### INSTRUCTIONS TO FOLLOW
Print all of the entries exactly, minus the pictures.

** begin DATA FOR THIS EXERCISE **

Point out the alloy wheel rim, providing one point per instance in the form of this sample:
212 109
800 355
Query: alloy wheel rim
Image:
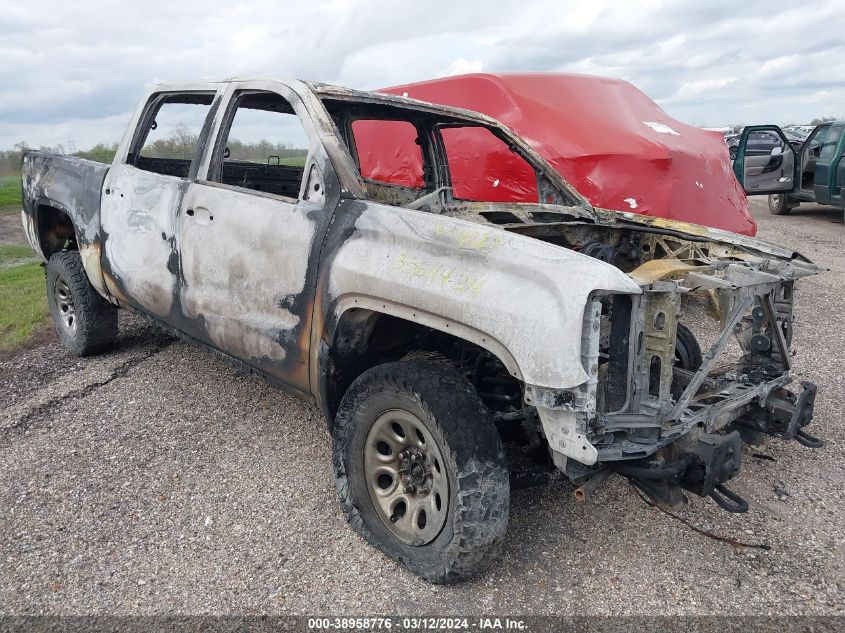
65 305
406 477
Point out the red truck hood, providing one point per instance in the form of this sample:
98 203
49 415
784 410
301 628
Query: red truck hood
616 146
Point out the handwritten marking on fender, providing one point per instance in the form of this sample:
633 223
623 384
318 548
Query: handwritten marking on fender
436 274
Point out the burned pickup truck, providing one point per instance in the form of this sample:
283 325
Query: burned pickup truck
431 331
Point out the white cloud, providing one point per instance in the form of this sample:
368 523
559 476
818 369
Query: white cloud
72 70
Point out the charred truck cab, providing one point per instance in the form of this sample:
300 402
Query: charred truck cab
435 331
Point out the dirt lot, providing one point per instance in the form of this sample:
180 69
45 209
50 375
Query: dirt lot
156 479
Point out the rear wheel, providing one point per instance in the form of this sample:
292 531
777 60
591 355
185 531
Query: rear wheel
778 205
85 322
421 473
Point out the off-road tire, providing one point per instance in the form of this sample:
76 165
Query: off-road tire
95 318
479 490
687 350
778 204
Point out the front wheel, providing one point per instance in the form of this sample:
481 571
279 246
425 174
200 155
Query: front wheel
777 204
85 322
420 469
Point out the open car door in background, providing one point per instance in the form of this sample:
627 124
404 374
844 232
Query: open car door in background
824 153
765 167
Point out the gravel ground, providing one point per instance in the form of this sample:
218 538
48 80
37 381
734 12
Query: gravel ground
156 479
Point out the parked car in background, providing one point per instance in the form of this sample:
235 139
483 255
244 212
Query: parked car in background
616 146
762 142
812 171
802 130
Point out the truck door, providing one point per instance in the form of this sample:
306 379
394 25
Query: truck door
250 232
141 194
827 153
764 168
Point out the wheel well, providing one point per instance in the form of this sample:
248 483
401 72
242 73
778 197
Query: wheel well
55 230
365 338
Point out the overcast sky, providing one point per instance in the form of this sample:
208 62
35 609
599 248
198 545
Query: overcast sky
72 72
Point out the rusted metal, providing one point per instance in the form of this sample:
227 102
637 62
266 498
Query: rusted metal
310 290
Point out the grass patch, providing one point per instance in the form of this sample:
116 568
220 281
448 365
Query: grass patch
23 302
10 192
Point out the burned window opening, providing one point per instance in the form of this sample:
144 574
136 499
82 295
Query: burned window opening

** end DATA FOR THIS EXERCISE **

### TASK OUTPUT
Point out the alloy wheel rim, providing one point per instance in the form of this sample:
212 109
800 355
Query: alloy wheel rim
Image:
65 305
406 477
Point out the red truck hood, providing one point per instance in the form of this sample:
98 203
49 415
784 410
301 628
Query: red truck hood
616 146
Point out the handwritten marking on fender, providing one point per instance in the form of this sample:
633 223
623 384
318 548
Query: handwritten marking on fender
436 274
Point out the burned pickup truck, providing one point per instance in the form of this sample:
283 325
Query: burned pickup truck
431 331
Point out the white cloud, providing one point per instance in the form of this sample:
368 523
559 476
818 369
Query: white cloud
72 70
Point out the charred truck cab, providing one point per instance in the form of this sample:
300 402
Query: charred truck cab
435 331
Point out the dirt lot, providing one point per instance in the form of this sample:
180 69
45 209
50 375
Query: dirt lot
156 479
Point out the rear wheel, providing one point per instance in the form of this sample:
292 531
777 60
591 355
185 531
Query: rear wheel
778 205
85 322
421 473
Point out the off-road tire, providing one point per instance in the form of this sample:
76 165
Query: off-road tire
95 318
479 490
687 350
778 204
Point out the front wheel, providing one point per instance in the form of this sample:
481 571
279 246
425 174
200 155
Query: front wheel
777 204
85 322
420 469
Point out the open car door in background, providing one point per instance in the form of this sample:
627 124
404 374
844 232
Query: open car door in background
824 153
765 167
Point out the gravel ground, providing one point per instance in the form of this sample:
218 538
48 80
37 381
734 12
Query: gravel ground
156 479
Point out the parked car in background, providing one point per instance in the form of this sample:
235 139
483 255
244 212
Query: parked car in background
616 146
762 142
812 171
802 130
Point out the truck door, providing one point per instance in the form of this sample:
306 379
394 25
Query: truck door
250 232
141 194
827 153
764 168
Point out the wheel well, providing one point per instance in the form of this sample:
248 483
401 72
242 73
778 197
Query: wheel well
55 230
365 338
Point out the overcast sky, providing one point per instance in the form of this sample:
208 62
35 609
599 248
198 545
Query: overcast sky
72 72
Point out the rusted metal, providing one point per instance in the form of this sample:
227 102
637 62
266 498
Query: rusted metal
310 290
Point out the grass patch, providing one point per instance in the form of this sample:
116 568
220 281
448 365
Query: grass patch
23 302
10 192
Point out the burned window opening, providing one point per instance in the form of this sample:
144 574
136 499
82 295
Query: burned window opening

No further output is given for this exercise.